> Tasks for this exercise:
1. From the passage on Brown's football career, reproduce word for word the portion starting at "He finished in" and ending at "Ring of Fame.".
2. Answer these questions using the passage on Brown's football career:
(a) What was the title of the autobiography Brown co-authored in 1973?
(b) What jersey number did Brown wear?
(c) In which class year did the Professional Football Researchers Association name Brown to the PFRA Hall of Very Good?

━━ Text excerpt

Brown was also a capable receiver, with 238 receptions for 2,485 yards over his eight years. He had 20 receiving touchdowns, to go along with his 35 rushing touchdowns. While his longest run was 75 yards, his longest pass reception was for 89 yards. He had a total of 8,360 yards from scrimmage during his regular season career, averaging 4.7 yards per touch, and 1,045 yards per year (at a time when there were only 14 games in a season).

In 1973, Brown co-authored an autobiography entitled "I'll Always Get Up".

Brown's career was cut short due to numerous injuries, and his jersey number, 43, while not officially retired, has not been issued to any other Washington player since his retirement, except to Nate Orchard for two games in 2021.

== Legacy ==
He was noted for his tough running style despite his relatively small size, which he attributed to having been raised on the tough streets of Pittsburgh's Hill District, and playing tackle football in those streets. He was also noted for his abilities to break tackles, and gain yardage after contact, which announcers called "second effort". When rookie Pittsburgh Steeler, and future Hall of Fame, running back Franco Harris first saw Brown play in 1972, he was deeply impressed by Brown's intensity and desire on every play. This changed Harris's understanding of how he himself would have to play in the NFL.

He finished in the top five of the league for rushes five times, rushing yards four times, yards from scrimmage three times and total touchdowns twice. Brown was the first Redskins running back to gain more than 1,000 yards in a single season. He achieved that feat twice in a career that ran from 1969 to 1976. In an eight-year career, Brown was selected to play in the Pro Bowl in 1969, 1970, 1971, and 1972. He has been voted one of the 70 and 80 Greatest Redskins of All Time. He was selected as the DC Touchdown Club NFL Player of the Year in 1972. He is a member of the Washington Commanders Ring of Fame.

The Professional Football Researchers Association named Brown to the PFRA Hall of Very Good Class of 2014.

━━━━
━━ Records shown

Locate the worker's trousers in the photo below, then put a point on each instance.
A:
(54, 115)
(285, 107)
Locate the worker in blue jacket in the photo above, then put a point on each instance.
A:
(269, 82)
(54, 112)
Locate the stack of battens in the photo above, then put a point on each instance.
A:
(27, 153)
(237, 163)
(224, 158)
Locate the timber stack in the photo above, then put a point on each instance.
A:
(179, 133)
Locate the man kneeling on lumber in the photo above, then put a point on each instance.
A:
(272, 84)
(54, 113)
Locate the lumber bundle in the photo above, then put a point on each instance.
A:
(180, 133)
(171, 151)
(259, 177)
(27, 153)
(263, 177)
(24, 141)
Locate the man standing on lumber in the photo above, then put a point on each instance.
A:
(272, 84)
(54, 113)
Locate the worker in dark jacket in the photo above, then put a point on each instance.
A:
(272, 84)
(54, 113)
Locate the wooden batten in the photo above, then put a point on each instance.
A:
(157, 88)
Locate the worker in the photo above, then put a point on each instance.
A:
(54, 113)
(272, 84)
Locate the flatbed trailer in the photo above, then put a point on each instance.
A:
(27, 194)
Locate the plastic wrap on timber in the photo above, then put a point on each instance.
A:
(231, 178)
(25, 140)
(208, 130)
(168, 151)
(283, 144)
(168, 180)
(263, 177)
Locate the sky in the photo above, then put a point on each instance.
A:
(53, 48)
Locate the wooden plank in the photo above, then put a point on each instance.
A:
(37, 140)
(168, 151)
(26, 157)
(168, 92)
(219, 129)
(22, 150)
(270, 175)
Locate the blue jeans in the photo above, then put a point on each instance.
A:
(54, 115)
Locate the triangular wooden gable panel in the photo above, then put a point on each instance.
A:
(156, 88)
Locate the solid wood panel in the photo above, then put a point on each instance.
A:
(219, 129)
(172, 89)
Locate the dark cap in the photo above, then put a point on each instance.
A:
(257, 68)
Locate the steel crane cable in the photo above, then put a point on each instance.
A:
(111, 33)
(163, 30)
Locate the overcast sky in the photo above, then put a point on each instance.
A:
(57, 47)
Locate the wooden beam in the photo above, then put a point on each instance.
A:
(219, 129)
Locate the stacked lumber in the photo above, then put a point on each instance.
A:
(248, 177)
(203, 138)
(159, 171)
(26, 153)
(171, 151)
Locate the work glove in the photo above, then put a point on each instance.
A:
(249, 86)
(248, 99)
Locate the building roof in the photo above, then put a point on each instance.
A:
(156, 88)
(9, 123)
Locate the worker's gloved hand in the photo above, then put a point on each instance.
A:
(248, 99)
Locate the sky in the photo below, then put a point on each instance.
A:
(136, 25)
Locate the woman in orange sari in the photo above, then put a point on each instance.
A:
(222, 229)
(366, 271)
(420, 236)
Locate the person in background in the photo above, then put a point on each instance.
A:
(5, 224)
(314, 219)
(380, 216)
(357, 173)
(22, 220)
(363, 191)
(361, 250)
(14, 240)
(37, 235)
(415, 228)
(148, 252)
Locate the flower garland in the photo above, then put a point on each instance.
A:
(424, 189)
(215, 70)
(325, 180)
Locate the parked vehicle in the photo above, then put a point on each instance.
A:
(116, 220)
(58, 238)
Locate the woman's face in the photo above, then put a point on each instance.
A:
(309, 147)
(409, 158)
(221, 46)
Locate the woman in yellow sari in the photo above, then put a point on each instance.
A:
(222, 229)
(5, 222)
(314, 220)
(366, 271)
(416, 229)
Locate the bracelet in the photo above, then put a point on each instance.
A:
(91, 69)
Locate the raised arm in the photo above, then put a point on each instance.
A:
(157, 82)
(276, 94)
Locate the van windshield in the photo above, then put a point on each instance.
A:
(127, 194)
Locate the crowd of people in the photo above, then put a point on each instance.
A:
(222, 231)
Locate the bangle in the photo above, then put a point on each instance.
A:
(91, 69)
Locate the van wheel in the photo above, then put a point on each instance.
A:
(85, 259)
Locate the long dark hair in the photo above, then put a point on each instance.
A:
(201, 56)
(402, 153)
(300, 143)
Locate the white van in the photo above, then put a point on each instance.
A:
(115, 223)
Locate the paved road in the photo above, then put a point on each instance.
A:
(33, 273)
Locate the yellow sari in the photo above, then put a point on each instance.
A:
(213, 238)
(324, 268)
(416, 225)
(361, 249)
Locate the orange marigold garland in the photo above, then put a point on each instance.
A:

━━━━

> Solutions to the exercise:
1.
He finished in the top five of the league for rushes five times, rushing yards four times, yards from scrimmage three times and total touchdowns twice. Brown was the first Redskins running back to gain more than 1,000 yards in a single season. He achieved that feat twice in a career that ran from 1969 to 1976. In an eight-year career, Brown was selected to play in the Pro Bowl in 1969, 1970, 1971, and 1972. He has been voted one of the 70 and 80 Greatest Redskins of All Time. He was selected as the DC Touchdown Club NFL Player of the Year in 1972. He is a member of the Washington Commanders Ring of Fame.

2.
(a) "I'll Always Get Up"
(b) 43
(c) 2014